### WRITTEN INSTRUCTION
In the trading discussion, what does the writer use to go short on the index?

1. I'm sure it wasn't. Part of the issue here is separating (a) Market risk from (b) Credit risk. Simply (a) measures where the entire market is going to fall and (b) is simply the individual risk associated with individual companies (securities). So you can have (b) while a is stable and you can have (a) while (b) is stable. The difference is that if (a) is operative, (b) is also custard. If (b) is operative, there is not necessarily (a) based risk (but this can depend on the index: eg Dow Jones being $weighted).

It is very difficult to run simultaneous risk management for both (a) and (b). The GTFO exit is a market based risk exit, which is really a derivative of your credit based risk management.

My system ignores (b) as they are ETFs. My entire (GTFO) exit strategy is 100% based on (a). It is primary, rather than derivative in nature. In addition to an exit to cash, I'll go short via Puts (which are a limited loss strategy) on the index (SPY/DIA/QQQ). Depending on my exit signal, it may be a directional bet, or only a hedge. I may not exit 100% of equity positions: I may only exit 50% or 75%. But I will exit a certain % regardless.

2. I'm not overly familiar with those two measures as I do not use them: however, they appear to be consistent with risk management in system (b). Numbers (3),(4) and (5) are really addressing the issues already raised in my (1) re.: (a) and (b).

Returning to the issue of potential profits as opposed to paper profits and psychological pain.

Potential Profits: if the GTFO exit is triggered, but, it is incorrect:

(i) are not known (hence less psychic pain) at the time, trade can always be re-entered (not as easy as it sounds however);
(ii) monetises open profits, allows (pressure free thinking time) to adjust positions;



However if correct (market falls)

(iii) money in the bank, can either sit out, or go short, or hedge;
(iv) plenty of thinking time;
(v) sets you up well for the bottom/bounce/etc;
(vi) increases profits from hedges/short positions

Loss of paper profits:

(i) leaves you angry and prone to revenge trading;
(ii) lots of psychic pain, impairs decision making;
(iii) loss of trading capital (in that had trades been closed, capital that much higher);
(iv) badly positioned for any bounce recovery;
(v) hard to get short, hedge, etc as a certain level of deer-in-the-headlights mentality sets in;
(vi) slippage increases if the fall is sharp and you have size.

jog on
duc





 
Frustration is important. It leads to some hard thinking.
Gold in those last 2 posts thanks Duc - Particularly like this one - nothing wrong with letting some frustration through at times to push you to look for the next tool, strategy, filter, etc....
Duc noted earlier "Frustration is important" as it can force us to reconsider our goals, performance, diversification of systems and where we want to go next.

Frustration
I been working hard to sharpen each of my strategies to pick a turn in the markets quicker than they currently do - its been an annoying process as the coding effort hasn't been rewarded. Maybe it's not that I'm annoyed with myself rather it's "frustration" that I can't find a better exit than the ones I already have.
I'm not overly familiar with those two measures as I do not use them:

Metrics
I've placed arrows on the backtest report to indicate important metric "as far as I'm concerned" - where others may have a better metric to measure the "Risk adjusted returns"

### ENTRIES
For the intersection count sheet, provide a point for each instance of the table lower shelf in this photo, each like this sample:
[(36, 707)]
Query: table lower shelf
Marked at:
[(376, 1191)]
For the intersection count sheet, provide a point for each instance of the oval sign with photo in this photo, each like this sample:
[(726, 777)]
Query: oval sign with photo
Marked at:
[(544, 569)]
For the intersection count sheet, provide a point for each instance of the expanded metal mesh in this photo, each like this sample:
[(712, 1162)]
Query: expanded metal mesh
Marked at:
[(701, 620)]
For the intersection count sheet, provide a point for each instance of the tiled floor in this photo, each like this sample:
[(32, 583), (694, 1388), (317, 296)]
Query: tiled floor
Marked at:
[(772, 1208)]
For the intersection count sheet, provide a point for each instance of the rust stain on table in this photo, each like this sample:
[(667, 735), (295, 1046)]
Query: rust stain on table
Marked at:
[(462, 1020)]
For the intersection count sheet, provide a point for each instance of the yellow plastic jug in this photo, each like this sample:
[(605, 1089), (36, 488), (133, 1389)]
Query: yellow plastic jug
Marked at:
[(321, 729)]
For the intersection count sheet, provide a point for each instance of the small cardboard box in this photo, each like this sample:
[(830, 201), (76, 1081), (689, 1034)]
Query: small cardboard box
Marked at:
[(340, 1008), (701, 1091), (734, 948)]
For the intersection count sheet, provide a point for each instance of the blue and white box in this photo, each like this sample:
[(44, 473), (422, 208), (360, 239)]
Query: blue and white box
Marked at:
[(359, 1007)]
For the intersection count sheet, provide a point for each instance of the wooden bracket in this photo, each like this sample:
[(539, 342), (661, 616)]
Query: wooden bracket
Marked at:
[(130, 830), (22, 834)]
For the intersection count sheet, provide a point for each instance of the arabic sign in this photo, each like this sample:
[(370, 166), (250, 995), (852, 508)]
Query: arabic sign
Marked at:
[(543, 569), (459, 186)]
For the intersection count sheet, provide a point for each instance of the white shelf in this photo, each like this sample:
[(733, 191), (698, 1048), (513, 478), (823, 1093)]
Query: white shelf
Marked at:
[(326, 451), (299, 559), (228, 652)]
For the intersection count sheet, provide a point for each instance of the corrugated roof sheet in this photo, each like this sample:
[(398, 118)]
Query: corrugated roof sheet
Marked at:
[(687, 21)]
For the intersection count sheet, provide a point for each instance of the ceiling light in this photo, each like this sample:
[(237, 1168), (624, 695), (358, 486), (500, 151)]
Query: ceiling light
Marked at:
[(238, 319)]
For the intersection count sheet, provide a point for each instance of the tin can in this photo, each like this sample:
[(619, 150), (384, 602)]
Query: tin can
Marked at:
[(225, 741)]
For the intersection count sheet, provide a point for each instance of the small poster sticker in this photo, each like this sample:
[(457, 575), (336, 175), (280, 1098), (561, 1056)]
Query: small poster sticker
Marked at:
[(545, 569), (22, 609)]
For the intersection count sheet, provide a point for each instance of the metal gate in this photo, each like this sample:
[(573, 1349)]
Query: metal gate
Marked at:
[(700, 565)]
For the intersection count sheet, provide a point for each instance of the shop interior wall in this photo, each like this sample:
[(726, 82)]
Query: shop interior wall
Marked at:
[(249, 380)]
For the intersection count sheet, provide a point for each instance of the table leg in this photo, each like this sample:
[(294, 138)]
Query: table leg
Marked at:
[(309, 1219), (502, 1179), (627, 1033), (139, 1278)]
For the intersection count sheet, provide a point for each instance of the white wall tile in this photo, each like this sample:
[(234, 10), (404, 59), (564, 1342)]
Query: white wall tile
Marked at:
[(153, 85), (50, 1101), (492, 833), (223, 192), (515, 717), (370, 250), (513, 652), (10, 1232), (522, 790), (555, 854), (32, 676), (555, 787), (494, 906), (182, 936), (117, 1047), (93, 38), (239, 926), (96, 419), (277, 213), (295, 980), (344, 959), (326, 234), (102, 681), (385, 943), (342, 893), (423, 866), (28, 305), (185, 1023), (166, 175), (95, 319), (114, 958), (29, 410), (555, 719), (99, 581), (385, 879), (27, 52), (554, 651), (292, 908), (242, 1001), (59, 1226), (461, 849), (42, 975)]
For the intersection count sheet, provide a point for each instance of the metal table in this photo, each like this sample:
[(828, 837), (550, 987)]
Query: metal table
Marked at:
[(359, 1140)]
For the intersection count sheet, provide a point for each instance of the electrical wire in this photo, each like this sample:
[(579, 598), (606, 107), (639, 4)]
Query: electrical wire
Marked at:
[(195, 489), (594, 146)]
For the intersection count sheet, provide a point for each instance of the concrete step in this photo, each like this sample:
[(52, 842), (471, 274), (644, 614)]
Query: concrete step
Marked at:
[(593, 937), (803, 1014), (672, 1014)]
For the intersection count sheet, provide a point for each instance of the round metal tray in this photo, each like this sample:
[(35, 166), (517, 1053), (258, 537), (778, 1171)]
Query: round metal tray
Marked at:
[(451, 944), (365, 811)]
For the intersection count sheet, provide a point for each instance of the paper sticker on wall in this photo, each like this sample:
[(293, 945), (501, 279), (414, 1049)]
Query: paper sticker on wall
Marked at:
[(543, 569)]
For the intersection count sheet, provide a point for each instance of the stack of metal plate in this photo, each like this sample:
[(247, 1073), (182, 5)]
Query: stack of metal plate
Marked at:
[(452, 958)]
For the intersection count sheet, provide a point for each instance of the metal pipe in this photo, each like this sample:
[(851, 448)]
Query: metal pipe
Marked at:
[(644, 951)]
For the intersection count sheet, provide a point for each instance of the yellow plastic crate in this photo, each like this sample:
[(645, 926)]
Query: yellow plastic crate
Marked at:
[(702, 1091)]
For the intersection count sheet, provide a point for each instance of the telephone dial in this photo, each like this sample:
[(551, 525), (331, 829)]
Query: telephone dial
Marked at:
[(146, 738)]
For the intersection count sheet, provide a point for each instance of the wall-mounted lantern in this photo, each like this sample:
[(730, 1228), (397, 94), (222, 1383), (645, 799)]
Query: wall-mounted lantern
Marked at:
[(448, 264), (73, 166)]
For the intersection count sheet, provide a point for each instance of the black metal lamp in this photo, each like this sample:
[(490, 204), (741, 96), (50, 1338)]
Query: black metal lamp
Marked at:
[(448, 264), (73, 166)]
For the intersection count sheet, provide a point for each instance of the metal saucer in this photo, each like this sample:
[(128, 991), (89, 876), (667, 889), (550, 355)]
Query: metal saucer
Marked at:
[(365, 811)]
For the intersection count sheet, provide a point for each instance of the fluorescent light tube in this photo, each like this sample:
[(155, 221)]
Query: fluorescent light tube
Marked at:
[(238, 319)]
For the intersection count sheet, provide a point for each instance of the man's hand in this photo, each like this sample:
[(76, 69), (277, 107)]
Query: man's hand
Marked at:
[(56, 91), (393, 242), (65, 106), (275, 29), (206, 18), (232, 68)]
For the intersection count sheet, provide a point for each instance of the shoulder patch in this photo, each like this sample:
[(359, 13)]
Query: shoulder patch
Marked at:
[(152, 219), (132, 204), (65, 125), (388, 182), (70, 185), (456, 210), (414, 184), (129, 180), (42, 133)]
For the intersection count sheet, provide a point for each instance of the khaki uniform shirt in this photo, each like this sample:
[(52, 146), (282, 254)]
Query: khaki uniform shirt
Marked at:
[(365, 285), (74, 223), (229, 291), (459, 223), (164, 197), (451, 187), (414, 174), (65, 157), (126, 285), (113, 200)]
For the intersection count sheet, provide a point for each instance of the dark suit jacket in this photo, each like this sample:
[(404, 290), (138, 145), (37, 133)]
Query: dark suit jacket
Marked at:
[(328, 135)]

### TASK ANSWER
Puts, a limited-loss strategy, on the index (SPY/DIA/QQQ).